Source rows
## START

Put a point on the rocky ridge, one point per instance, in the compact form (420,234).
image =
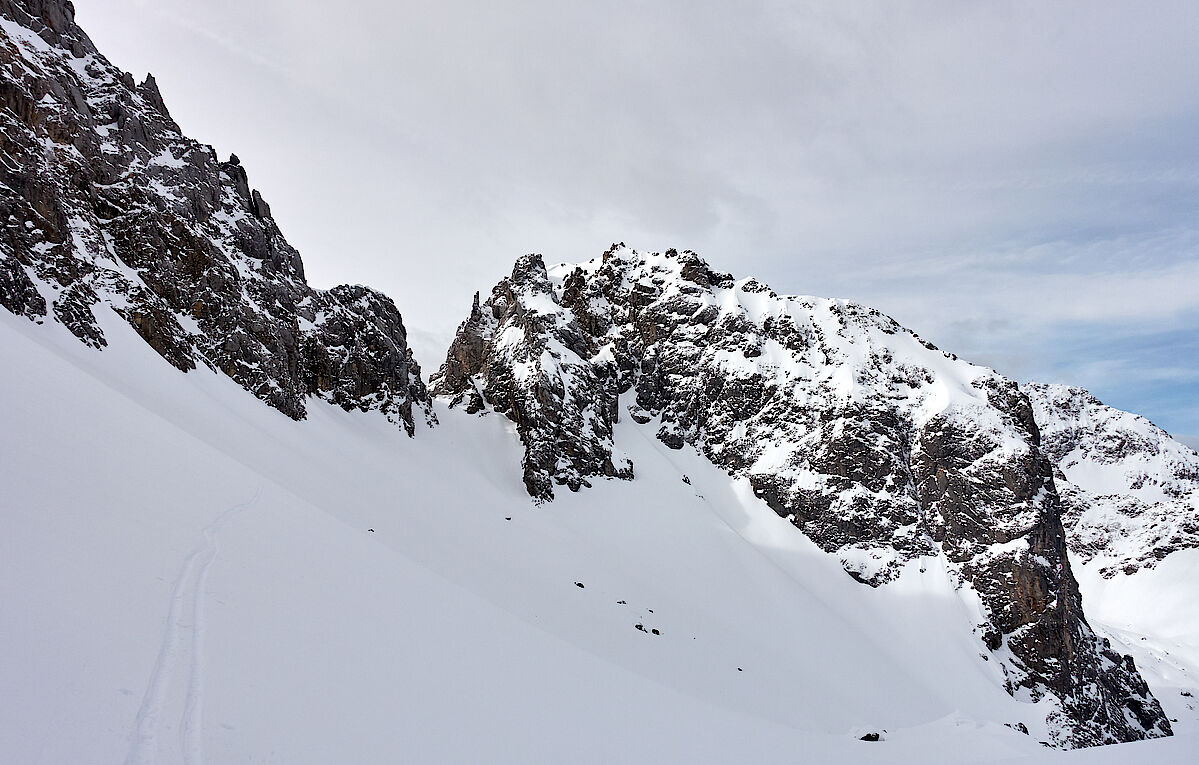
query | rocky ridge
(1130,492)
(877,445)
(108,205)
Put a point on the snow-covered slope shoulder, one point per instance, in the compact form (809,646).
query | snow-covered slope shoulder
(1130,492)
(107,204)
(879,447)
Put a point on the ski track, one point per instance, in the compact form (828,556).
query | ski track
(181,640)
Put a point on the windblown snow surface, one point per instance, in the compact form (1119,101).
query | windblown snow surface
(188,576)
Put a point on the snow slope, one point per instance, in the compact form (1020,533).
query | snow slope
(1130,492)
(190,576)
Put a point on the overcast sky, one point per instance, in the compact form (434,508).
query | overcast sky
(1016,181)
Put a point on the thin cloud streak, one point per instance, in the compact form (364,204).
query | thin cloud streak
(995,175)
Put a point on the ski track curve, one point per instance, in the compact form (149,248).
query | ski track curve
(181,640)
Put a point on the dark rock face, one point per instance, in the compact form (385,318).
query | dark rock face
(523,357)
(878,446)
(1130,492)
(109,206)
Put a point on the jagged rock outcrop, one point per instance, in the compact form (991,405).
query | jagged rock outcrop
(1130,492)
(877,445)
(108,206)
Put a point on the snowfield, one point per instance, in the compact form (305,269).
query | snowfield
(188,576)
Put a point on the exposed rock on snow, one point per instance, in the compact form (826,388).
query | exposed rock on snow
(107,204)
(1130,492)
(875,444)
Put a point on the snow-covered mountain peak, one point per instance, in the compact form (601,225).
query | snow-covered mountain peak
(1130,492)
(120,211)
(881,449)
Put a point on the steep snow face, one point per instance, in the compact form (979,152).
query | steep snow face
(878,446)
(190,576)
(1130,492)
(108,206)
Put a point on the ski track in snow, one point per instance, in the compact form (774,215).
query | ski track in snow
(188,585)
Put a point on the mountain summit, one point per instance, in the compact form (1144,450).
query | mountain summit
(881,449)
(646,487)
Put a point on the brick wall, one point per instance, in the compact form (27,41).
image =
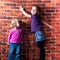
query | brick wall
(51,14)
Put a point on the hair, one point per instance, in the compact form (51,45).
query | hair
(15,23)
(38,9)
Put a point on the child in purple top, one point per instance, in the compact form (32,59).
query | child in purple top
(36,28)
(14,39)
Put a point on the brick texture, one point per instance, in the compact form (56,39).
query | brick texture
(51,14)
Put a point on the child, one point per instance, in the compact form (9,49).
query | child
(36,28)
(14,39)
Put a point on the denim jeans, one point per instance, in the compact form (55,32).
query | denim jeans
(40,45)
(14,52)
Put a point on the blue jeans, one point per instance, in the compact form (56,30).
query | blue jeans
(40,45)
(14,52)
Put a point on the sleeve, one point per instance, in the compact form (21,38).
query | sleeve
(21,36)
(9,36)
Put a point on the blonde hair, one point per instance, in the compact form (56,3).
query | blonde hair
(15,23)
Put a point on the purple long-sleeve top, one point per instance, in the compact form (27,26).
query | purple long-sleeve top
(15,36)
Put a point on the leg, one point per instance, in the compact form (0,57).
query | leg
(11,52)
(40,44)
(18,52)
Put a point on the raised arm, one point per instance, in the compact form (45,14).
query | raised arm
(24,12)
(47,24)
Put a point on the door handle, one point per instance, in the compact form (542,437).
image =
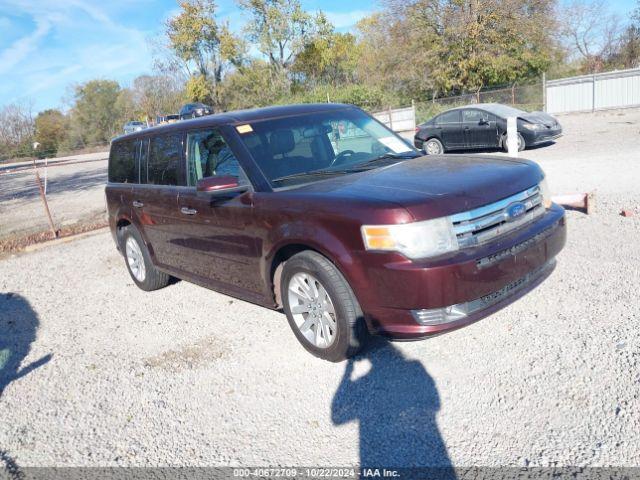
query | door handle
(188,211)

## END
## START

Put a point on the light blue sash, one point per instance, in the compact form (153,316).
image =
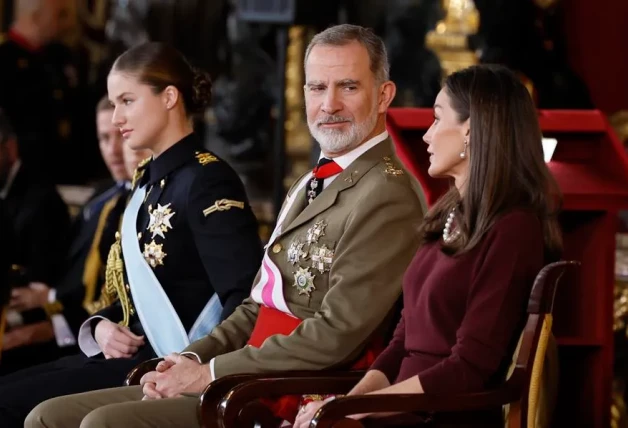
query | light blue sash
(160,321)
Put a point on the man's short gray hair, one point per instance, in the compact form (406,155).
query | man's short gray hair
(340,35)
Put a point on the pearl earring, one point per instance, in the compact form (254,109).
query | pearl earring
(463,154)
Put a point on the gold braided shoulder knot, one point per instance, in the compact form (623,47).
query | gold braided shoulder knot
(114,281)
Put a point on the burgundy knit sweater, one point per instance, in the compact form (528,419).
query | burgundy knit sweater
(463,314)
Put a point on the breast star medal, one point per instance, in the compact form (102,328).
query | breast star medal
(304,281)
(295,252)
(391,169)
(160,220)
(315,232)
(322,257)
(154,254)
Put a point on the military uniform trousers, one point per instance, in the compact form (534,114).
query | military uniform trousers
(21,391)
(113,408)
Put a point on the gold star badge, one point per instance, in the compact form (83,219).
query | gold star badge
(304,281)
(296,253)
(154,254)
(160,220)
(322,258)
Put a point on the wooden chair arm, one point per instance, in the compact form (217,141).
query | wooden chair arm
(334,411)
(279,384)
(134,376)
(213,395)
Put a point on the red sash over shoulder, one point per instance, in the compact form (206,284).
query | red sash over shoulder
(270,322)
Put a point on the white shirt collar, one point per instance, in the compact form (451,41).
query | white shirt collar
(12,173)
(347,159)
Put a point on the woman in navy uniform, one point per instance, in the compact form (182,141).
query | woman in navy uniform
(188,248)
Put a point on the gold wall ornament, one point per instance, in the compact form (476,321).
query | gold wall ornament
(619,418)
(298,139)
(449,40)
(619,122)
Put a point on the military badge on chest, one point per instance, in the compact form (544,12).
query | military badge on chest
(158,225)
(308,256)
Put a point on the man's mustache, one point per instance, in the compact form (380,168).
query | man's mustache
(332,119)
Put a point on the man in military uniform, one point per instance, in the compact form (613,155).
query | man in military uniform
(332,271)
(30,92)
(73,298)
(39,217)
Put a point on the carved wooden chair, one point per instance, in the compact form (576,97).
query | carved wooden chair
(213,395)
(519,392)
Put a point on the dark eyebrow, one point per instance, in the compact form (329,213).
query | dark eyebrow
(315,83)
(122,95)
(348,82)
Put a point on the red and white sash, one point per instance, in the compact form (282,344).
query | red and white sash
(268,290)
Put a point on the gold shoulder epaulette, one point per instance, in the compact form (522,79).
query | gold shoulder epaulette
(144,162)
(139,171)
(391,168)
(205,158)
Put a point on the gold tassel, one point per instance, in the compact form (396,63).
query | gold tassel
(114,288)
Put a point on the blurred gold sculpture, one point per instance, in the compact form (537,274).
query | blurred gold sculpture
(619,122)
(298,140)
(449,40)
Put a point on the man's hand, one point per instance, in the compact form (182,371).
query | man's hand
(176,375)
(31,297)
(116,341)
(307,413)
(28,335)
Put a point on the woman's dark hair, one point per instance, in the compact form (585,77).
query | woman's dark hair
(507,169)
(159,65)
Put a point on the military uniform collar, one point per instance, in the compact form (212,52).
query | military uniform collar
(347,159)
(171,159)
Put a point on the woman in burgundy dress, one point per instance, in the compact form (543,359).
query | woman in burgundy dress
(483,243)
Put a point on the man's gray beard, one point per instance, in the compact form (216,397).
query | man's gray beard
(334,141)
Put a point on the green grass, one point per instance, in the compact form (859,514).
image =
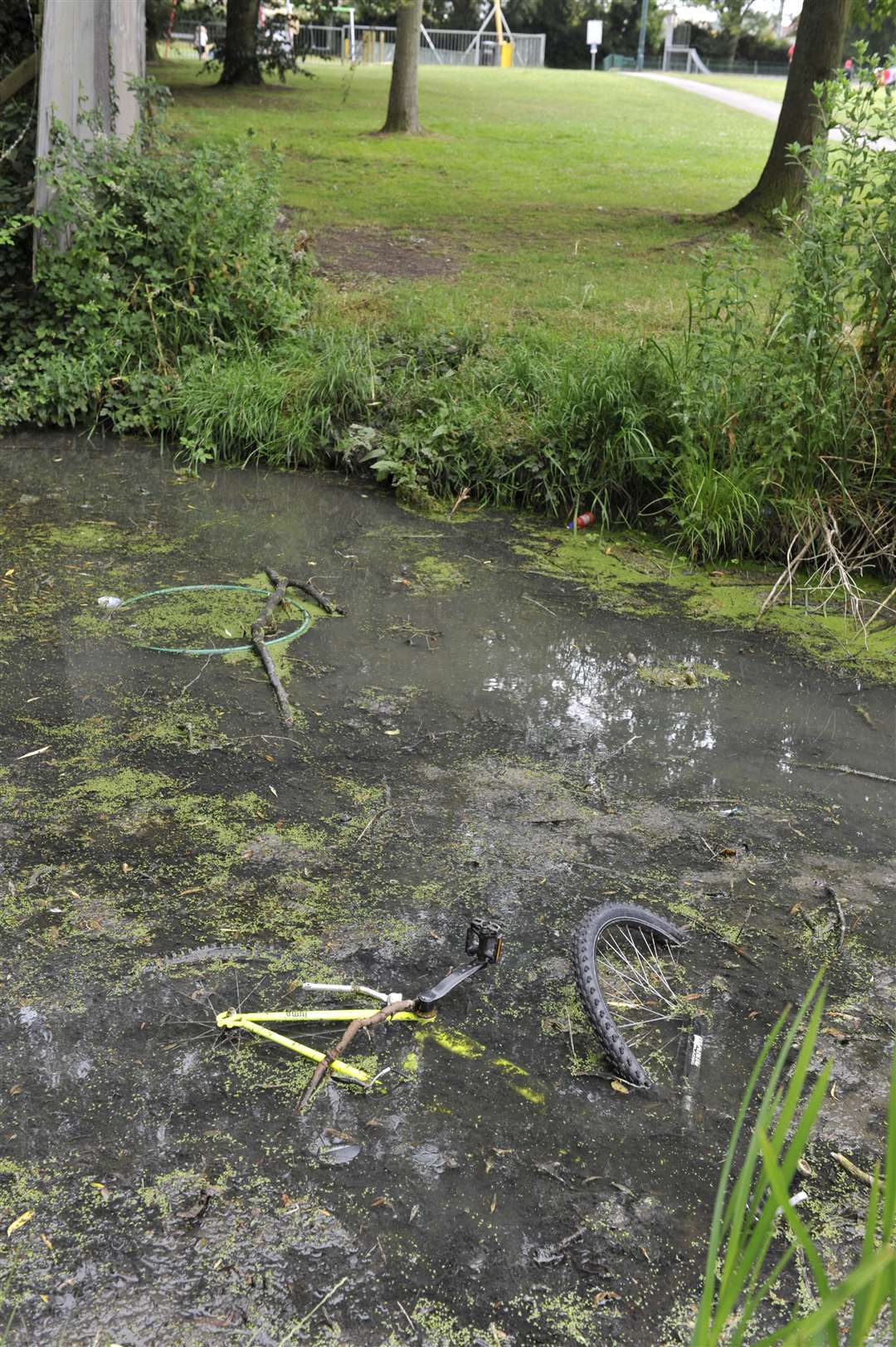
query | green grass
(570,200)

## END
## START

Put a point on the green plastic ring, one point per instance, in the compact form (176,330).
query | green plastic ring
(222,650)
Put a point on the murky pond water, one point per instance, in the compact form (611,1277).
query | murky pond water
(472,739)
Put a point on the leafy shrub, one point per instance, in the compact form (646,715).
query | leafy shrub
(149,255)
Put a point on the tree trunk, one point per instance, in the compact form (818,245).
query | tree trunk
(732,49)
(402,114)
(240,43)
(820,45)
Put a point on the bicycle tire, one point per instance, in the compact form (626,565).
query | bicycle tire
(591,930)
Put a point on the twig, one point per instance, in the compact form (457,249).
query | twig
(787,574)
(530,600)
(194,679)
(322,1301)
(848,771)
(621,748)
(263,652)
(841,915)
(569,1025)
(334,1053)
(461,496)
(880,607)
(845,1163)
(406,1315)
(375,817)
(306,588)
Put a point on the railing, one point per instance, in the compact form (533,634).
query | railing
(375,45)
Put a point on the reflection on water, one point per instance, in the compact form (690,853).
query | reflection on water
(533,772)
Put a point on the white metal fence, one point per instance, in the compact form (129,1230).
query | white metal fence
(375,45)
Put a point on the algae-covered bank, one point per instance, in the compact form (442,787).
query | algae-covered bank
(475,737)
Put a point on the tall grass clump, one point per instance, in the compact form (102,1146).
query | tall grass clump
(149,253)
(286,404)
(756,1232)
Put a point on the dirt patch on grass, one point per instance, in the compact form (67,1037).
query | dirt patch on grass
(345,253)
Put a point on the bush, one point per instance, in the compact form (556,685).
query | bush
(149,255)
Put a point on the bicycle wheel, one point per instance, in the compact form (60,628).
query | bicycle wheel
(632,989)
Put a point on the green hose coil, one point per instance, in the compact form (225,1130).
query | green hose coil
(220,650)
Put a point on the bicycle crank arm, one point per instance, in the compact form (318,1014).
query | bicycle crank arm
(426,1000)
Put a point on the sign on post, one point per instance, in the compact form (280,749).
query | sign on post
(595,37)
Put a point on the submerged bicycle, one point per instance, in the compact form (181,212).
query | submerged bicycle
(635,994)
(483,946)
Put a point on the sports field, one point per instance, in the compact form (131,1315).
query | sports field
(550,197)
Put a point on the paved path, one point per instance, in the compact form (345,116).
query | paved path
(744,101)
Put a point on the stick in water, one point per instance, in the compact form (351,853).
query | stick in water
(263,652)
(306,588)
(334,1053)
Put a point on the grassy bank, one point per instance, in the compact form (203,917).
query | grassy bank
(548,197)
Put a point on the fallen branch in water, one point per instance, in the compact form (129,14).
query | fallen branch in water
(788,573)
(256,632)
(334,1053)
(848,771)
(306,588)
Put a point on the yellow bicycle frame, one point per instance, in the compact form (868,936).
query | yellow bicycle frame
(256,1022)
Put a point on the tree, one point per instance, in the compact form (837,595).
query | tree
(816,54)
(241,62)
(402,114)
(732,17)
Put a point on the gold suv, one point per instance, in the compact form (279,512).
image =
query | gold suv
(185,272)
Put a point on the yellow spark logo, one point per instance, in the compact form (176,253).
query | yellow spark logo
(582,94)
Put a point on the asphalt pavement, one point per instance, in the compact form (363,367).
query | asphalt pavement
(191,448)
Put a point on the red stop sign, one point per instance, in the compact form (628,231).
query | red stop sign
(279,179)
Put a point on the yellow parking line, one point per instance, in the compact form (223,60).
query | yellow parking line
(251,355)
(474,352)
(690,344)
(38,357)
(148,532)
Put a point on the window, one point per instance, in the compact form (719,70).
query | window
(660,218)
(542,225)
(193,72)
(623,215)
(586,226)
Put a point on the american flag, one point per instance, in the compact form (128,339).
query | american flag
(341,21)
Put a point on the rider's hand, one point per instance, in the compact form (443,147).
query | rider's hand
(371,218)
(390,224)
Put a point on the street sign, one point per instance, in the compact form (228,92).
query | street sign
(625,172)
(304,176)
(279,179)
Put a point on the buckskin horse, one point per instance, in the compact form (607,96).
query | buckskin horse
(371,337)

## END

▶ [Written task] Collect every row above that contains the word "line", and copy each one in full.

▶ [Exercise response]
Put a point on the yellow parking line, one point per instance, in the compact form (223,60).
query | yellow parking line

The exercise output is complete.